The records below are to be restated word for word; their pictures are not.
*** Opening GIVEN RECORDS ***
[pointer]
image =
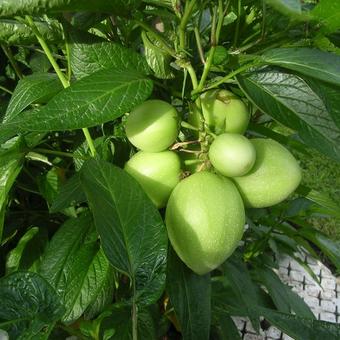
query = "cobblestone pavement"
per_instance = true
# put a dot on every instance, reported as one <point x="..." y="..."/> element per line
<point x="324" y="301"/>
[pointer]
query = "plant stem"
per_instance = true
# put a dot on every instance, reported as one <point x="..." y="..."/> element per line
<point x="60" y="75"/>
<point x="231" y="75"/>
<point x="199" y="45"/>
<point x="9" y="55"/>
<point x="157" y="36"/>
<point x="5" y="90"/>
<point x="189" y="6"/>
<point x="237" y="29"/>
<point x="134" y="320"/>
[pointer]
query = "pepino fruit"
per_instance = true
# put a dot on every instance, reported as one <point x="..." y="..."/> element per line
<point x="158" y="173"/>
<point x="205" y="220"/>
<point x="274" y="176"/>
<point x="224" y="112"/>
<point x="232" y="154"/>
<point x="152" y="126"/>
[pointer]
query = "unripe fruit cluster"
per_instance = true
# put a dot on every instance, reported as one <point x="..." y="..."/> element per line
<point x="205" y="212"/>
*** Closing GIVEN RECORDS ***
ANSWER SECTION
[pointer]
image =
query = "cobblestone pavement"
per_instance = true
# put a dot on every instance, reported as one <point x="..." y="..."/> element per line
<point x="324" y="301"/>
[pointer]
query = "plant stem"
per_instance = true
# put a dot on every instance, reported as one <point x="..." y="..."/> element per line
<point x="60" y="75"/>
<point x="231" y="75"/>
<point x="199" y="45"/>
<point x="9" y="55"/>
<point x="157" y="36"/>
<point x="5" y="90"/>
<point x="189" y="6"/>
<point x="237" y="29"/>
<point x="134" y="320"/>
[pointer]
query = "pepino fruit"
per_instance = true
# put a dot on every instance, reported as one <point x="..." y="..."/> element per line
<point x="158" y="173"/>
<point x="205" y="220"/>
<point x="274" y="176"/>
<point x="224" y="112"/>
<point x="232" y="154"/>
<point x="152" y="126"/>
[pointer]
query = "unripe fruit cluster"
per_instance = true
# put a dot on every instance, reported as one <point x="..." y="..."/> element per line
<point x="205" y="212"/>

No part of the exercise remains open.